+++ Task inputs +++
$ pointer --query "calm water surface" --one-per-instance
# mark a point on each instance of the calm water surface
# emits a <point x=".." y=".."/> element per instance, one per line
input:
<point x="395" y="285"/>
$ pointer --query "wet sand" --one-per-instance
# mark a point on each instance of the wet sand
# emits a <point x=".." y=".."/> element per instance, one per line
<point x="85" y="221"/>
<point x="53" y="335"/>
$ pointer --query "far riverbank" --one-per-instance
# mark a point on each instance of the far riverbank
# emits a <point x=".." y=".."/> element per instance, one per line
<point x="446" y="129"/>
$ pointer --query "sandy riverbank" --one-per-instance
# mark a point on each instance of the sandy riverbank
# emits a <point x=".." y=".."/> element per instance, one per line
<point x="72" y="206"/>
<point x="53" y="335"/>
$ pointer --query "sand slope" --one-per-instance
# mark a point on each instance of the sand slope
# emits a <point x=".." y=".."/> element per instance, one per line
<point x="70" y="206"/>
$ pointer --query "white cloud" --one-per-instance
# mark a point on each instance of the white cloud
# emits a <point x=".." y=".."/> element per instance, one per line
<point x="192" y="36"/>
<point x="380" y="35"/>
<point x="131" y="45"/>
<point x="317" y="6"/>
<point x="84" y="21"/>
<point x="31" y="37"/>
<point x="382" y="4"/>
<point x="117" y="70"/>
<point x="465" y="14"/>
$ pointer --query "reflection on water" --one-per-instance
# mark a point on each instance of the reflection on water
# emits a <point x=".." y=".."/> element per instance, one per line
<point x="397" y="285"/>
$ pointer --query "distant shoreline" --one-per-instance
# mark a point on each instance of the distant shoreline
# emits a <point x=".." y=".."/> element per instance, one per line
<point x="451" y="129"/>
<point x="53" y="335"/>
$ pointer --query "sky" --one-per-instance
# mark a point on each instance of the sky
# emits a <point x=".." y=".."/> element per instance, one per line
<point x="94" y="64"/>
+++
Task directions: The entries above must be returned in full, exactly as shown.

In response:
$ pointer --query "calm water surface" --one-per-instance
# mark a point on each instance of the calm water surface
# emits a <point x=".." y=".."/> element per instance, one per line
input:
<point x="395" y="285"/>
$ pointer --query "wet sand" --one-per-instance
# mark a point on each instance of the wet sand
# emits a <point x=".." y=".."/> element per instance, one per line
<point x="85" y="221"/>
<point x="53" y="335"/>
$ pointer --query "far riverbank" --one-per-instance
# mark a point on each instance of the far riverbank
# emits a <point x=".." y=".."/> element per instance, one per line
<point x="446" y="129"/>
$ pointer --query "sandy riverbank" --one-per-instance
# mark a point on each instance of the sandy riverbank
# emits a <point x=".." y=".."/> element per instance, one per line
<point x="72" y="206"/>
<point x="53" y="335"/>
$ pointer --query "sand slope" --one-per-instance
# mark a point on each instance of the sand slope
# emits a <point x=".." y=".."/> element per instance, one per line
<point x="70" y="206"/>
$ pointer --query "white cloud" --one-per-instance
# mark a point on each instance of the white cloud
# emits a <point x=".." y=".."/> element per instance, one per line
<point x="192" y="36"/>
<point x="380" y="35"/>
<point x="131" y="45"/>
<point x="317" y="6"/>
<point x="84" y="21"/>
<point x="31" y="37"/>
<point x="382" y="4"/>
<point x="117" y="70"/>
<point x="465" y="14"/>
$ pointer --query "reflection on water" --one-per-instance
# mark a point on each instance of the reflection on water
# emits a <point x=".." y=".."/> element per instance, one per line
<point x="397" y="285"/>
$ pointer --query "distant shoreline" --one-per-instance
# mark a point on each instance of the distant shoreline
# emits a <point x=".." y=".."/> element per instance, one per line
<point x="451" y="129"/>
<point x="53" y="335"/>
$ pointer --query "sky" --one-per-instance
# mark a point on each instance of the sky
# emits a <point x=".." y=".."/> element per instance, one per line
<point x="94" y="64"/>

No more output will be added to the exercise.